Material to process:
## Start
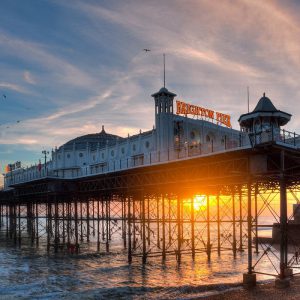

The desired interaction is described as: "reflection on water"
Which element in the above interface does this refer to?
[0,234,274,299]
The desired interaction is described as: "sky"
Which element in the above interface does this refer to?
[0,0,300,183]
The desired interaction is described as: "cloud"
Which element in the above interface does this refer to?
[0,82,30,94]
[0,0,300,169]
[23,71,36,84]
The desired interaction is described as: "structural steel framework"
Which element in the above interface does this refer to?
[0,143,300,286]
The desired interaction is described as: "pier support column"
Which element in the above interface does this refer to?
[206,195,212,261]
[243,181,256,288]
[275,151,290,288]
[191,197,195,260]
[127,196,132,263]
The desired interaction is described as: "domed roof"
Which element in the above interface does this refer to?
[63,126,123,150]
[253,93,278,112]
[238,93,292,127]
[151,87,177,97]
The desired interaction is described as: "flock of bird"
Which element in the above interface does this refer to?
[0,94,20,129]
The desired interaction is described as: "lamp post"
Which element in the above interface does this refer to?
[42,150,49,176]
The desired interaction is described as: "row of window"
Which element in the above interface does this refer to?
[58,141,150,160]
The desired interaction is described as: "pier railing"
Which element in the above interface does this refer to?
[4,130,300,188]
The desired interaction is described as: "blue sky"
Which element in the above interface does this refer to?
[0,0,300,180]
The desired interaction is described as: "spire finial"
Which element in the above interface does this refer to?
[164,53,166,88]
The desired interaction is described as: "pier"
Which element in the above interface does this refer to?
[0,132,300,287]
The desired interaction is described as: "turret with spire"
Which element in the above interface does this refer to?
[238,93,292,144]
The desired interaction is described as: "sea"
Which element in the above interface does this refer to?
[0,228,272,299]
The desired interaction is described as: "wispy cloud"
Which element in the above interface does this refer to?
[0,82,30,94]
[0,0,300,166]
[23,71,36,84]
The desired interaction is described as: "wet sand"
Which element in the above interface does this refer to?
[207,276,300,300]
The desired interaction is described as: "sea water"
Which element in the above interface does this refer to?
[0,230,276,299]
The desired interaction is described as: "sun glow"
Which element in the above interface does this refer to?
[193,195,207,210]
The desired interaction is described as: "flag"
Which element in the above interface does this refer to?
[38,160,42,172]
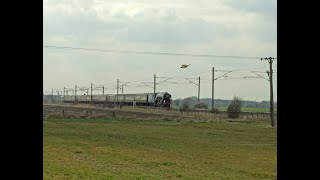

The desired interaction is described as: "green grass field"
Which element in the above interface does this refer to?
[43,118,277,179]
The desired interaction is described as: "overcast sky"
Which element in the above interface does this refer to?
[43,0,277,101]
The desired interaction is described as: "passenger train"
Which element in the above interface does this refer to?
[62,92,172,107]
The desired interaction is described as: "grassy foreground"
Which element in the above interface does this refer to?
[43,118,277,179]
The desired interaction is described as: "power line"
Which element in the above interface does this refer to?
## End
Written problem:
Rewrite every entry above, putting "image" wherever "interface" appears and leaving everything else as it is. Don't include the pictures.

Finished answer:
The desired interaction is described as: "reflection on water"
Which element in the above image does this refer to?
[0,234,274,299]
The desired interaction is described as: "sky"
Which element in the above image does this refer to?
[0,0,300,183]
The desired interaction is described as: "cloud"
Which element in the above image does this refer to?
[0,82,30,94]
[0,0,300,169]
[23,71,36,84]
The desired interaction is described as: "structural steel framework"
Which element in the above image does this refer to?
[0,143,300,286]
The desired interaction is described as: "pier support column"
Which element in the above image does this refer to?
[206,195,212,261]
[243,181,256,288]
[275,151,290,288]
[191,197,195,260]
[127,196,132,263]
The desired interaction is described as: "domed roof"
Which element in the above image does this refer to?
[63,126,123,150]
[253,93,278,112]
[238,93,292,127]
[151,87,177,97]
The desired interaction is described as: "flock of bird"
Which element in the above image does this refer to?
[0,94,20,129]
The desired interaction is described as: "lamp post"
Which element in the above image does this refer to?
[42,150,49,176]
The desired interaction is described as: "row of window"
Which element in the above image does this refer to?
[58,141,150,160]
The desired interaction is described as: "pier railing"
Which element in the above image does this refer to?
[4,130,300,188]
The desired interaction is described as: "blue sky"
Which element in the above image does this refer to?
[0,0,300,180]
The desired interaction is described as: "spire finial"
Which element in the above image does this refer to?
[164,53,166,88]
The desired interaction is described as: "pier"
Which element in the above image does this refer to?
[0,132,300,287]
The desired interaction is described as: "turret with spire"
Which element in the above image does this refer to?
[238,93,292,144]
The desired interaction is described as: "sea"
Which element in the above image does this refer to?
[0,228,272,299]
The desired interaction is described as: "wispy cloud"
Which element in the above image does this refer to?
[0,82,30,94]
[0,0,300,166]
[23,71,36,84]
The desired interaction is described as: "wet sand"
Which element in the above image does this refer to?
[207,276,300,300]
The desired interaction is described as: "sea water"
Which element in the above image does this refer to?
[0,230,276,299]
The desired interaction is described as: "sun glow"
Which element in the above image does this refer to?
[193,195,207,210]
The desired interaction is described as: "flag"
Which element in the above image does this refer to?
[38,160,42,172]

The desired interaction is described as: "green grass field"
Which element in the above image does this refer to?
[43,118,277,179]
The desired interaction is described as: "overcast sky"
Which element in the above image does this refer to?
[43,0,277,101]
The desired interaction is described as: "passenger train"
Which element in the above image does this refer to?
[62,92,172,107]
The desired interaction is described as: "grassy foreground"
Which element in the above image does this refer to?
[43,118,277,179]
The desired interaction is described as: "power line"
Which element in the above image does this refer to?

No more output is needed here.